DOCUMENT EXTRACT:
We are all shocked, he always seemed larger than life, its hard to believe he is dead. I feel so sorry for his family, his kids are only young. My 6 year old cried when she heard she loves watching the Wiggles and Crocodile Hunter DVD she has.


----------



## wasabi (Sep 4, 2006)

He lived his life to the fullest. How many of us can say that? Yes. very sad.


----------



## Chef_Jen (Sep 4, 2006)

I was just about to make apost about this... I feel so bad about this. I loved Steve.. but ya poking a lot of dangerous animals with sticks cant be good for you..

Feel really bad for Terry and his kids!


----------



## karadekoolaid (Sep 4, 2006)

That is a tragedy, a real tragedy. Such a charismatic guy.


----------



## lulu (Sep 4, 2006)

It is sad.  My neices will be devastated.

On the one hand I agree with you, Buckytom, but you know, perhaps he with his knowledge and experience was less in danger doing that, than say the dad who gets in the car and doesn't put his seat belt on?  Who knows.  Its a tough one to draw the line at, in my opinion.  Our health service in the UK keeps discussing stopping/reducing treatment for the obese and smokers...but you know, what about those of us who horseride, or do an extreme sport, or who sunbathe, light BBQ grills regularly?  

At this point anyway, all I can feel is sadness for a man who inspired young people to look at the world around them with wide eyes and perhaps suggested that "real worlds" are not in concrete blocks and cotton wool.


----------



## SHAMALICIOUS (Sep 4, 2006)

Rest in Peace Steve Irwin. He will be remembered by all, a true legend.


----------



## amber (Sep 4, 2006)

Very sad news.  I loved his dynamic personality.


----------



## urmaniac13 (Sep 4, 2006)

I am ashamed to admit I never had the pleasure of knowing him until I came across this thread.  I looked at the link and I see he was a very special bloke.  I echo the words of Wasabi.  Yet he will be sorely missed by so many, and his legend will live on.  I will start looking for his materials and belatedly, would like to get to know him better.  RIP Steve.


----------



## marmalady (Sep 4, 2006)

Very sad.  And let's not just remember him for the crazy stunts and the risks he took with animals.  His life was dedicated to educating people, and preserving endangered specias, and he's done more for that education than just about anyone I know.  

As far as his interactions with animals; he had that special energy that communicated itself to the animals; it was truly amazing to watch.  What happened with the sting ray was that the barb was injected almost directly into his heart, from what I've read.  If he had gotten stung anywhere else, I'd bet he would have survived.

YOUR TASK:
Return word for word the passage of the forum thread on Steve Irwin's death that opens with the words containing "## SHAMALICIOUS (Sep" and closes with "his dynamic personality.".

RECORDS SHOWN:
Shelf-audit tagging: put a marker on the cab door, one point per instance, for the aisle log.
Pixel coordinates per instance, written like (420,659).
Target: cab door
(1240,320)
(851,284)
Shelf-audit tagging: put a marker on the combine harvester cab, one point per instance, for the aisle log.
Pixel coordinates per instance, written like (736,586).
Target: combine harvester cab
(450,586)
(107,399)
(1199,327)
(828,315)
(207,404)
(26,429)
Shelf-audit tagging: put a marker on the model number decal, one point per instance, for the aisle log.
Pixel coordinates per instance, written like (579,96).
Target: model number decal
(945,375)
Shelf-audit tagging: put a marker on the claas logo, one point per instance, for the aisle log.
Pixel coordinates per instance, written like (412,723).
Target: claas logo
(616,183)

RIGHT ANSWER:
## SHAMALICIOUS (Sep 4, 2006)

Rest in Peace Steve Irwin. He will be remembered by all, a true legend.


----------



## amber (Sep 4, 2006)

Very sad news.  I loved his dynamic personality.